** START WORKING DATA **
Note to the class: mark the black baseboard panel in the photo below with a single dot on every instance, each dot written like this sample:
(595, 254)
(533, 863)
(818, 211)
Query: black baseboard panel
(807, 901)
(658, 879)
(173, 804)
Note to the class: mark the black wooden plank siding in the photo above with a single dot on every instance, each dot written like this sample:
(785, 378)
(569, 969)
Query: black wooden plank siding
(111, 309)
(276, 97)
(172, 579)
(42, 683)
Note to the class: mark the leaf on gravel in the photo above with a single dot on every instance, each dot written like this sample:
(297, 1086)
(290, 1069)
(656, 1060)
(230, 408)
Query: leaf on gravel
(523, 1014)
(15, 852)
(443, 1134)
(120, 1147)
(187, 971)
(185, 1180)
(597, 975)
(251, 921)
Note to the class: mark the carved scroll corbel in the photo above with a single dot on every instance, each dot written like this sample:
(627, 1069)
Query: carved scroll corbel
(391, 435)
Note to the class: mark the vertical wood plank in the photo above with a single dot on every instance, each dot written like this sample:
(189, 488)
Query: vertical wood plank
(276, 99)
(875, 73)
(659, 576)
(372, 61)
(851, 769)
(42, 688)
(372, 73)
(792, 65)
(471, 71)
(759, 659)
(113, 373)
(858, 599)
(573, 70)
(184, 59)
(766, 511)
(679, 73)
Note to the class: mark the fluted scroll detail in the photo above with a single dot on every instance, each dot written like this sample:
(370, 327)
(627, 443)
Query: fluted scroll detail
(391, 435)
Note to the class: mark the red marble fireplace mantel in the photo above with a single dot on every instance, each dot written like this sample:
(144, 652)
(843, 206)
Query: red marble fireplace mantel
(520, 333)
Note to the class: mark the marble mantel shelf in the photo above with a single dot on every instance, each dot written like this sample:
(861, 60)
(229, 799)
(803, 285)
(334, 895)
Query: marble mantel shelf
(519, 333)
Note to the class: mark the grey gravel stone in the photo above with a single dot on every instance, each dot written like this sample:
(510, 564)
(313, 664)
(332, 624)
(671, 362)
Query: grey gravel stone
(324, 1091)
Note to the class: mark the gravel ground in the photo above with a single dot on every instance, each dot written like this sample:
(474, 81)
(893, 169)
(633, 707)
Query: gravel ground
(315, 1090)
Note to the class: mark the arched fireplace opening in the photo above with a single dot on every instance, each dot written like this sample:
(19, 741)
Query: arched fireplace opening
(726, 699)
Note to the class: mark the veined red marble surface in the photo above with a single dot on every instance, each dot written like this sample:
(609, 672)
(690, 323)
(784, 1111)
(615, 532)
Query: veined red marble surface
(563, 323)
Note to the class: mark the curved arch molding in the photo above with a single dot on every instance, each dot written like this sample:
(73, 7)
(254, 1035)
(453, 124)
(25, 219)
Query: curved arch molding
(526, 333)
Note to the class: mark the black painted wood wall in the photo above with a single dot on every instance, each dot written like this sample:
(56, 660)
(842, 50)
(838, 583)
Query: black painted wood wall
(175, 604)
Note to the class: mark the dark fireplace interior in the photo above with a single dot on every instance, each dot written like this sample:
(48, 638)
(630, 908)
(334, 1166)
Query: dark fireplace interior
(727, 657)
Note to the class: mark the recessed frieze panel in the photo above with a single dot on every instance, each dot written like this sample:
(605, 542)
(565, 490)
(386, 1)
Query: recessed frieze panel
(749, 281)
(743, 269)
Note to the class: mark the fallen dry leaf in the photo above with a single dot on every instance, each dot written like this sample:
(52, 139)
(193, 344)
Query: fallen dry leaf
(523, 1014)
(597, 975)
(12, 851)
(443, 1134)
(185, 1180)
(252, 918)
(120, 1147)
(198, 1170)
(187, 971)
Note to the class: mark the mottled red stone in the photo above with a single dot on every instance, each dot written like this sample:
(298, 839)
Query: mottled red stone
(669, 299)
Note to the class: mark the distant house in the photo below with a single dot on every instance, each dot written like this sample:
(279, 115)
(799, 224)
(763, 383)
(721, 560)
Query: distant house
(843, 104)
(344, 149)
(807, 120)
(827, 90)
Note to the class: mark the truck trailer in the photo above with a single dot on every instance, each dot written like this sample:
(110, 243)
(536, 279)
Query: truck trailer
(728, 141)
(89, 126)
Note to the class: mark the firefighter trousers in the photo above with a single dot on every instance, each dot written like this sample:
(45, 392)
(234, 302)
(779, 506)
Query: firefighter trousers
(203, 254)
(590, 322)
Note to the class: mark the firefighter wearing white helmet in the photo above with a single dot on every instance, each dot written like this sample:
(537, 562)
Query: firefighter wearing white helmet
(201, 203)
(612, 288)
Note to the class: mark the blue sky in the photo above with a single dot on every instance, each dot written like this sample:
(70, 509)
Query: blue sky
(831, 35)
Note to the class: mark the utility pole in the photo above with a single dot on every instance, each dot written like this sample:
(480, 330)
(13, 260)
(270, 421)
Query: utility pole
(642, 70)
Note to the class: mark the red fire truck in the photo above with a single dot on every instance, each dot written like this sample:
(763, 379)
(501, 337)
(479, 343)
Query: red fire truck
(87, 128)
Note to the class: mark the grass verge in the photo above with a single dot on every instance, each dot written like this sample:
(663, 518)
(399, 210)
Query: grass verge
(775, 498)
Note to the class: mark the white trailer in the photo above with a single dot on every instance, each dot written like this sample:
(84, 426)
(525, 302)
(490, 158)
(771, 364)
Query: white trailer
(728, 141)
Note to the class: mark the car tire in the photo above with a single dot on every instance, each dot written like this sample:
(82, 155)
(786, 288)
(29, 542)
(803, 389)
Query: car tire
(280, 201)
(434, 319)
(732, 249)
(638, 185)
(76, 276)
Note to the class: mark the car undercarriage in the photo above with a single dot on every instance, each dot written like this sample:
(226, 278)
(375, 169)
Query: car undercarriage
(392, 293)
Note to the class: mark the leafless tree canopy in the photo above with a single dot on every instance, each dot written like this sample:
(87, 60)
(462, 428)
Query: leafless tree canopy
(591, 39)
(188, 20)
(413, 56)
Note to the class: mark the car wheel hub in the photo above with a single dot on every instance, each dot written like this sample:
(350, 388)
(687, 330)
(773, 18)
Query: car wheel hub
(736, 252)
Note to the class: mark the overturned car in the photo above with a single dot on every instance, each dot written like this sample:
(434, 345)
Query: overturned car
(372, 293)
** END WORKING DATA **
### TASK DETAILS
Output, unchanged, the lines from the line with "Note to the class: mark the blue" through the final line of the material.

### ANSWER TO THIS TASK
Note to the class: mark the blue sky in the photo above with a single dot on every instance, each dot written like this sample:
(70, 509)
Query: blue sky
(831, 35)
Note to the class: mark the utility pole in the photo above with a single dot on every instance, each dot written like this sample:
(480, 330)
(13, 260)
(270, 421)
Query: utility pole
(642, 70)
Note to the class: mark the red fire truck in the photo above with a single dot on every instance, each dot written like this sample:
(763, 379)
(501, 337)
(479, 343)
Query: red fire truck
(87, 128)
Note to the class: mark the grass verge in the photo above with a single dot on every instance, each dot written like this sample:
(663, 518)
(399, 210)
Query: grass verge
(775, 498)
Note to the class: mark the white trailer in the photo above with a single dot on every instance, each dot written like this sample:
(84, 426)
(525, 302)
(490, 158)
(771, 364)
Query: white trailer
(728, 141)
Note to the class: mark the car tire in the photo above with a single dot on every instance, each dot written like this sample:
(82, 155)
(786, 288)
(29, 542)
(803, 389)
Query: car tire
(280, 201)
(434, 319)
(732, 249)
(638, 185)
(76, 276)
Note to the class: mark the car undercarriage in the photo above with a single dot on every instance, each dot written like this sample:
(226, 278)
(375, 169)
Query: car undercarriage
(392, 293)
Note to the class: mark the leafless tree canopy in the photo above with a single dot on every instance, each dot written like this sample:
(87, 60)
(462, 428)
Query: leafless tree canopy
(591, 39)
(188, 20)
(413, 56)
Note to the class: mark the car wheel hub in the photo above with a single dot on every instance, each dot written like this sample:
(350, 388)
(687, 330)
(773, 18)
Query: car wheel hub
(736, 252)
Note to the class: mark the overturned car in the photo above with a single dot on every instance, each dot written like this sample:
(434, 345)
Query: overturned car
(372, 293)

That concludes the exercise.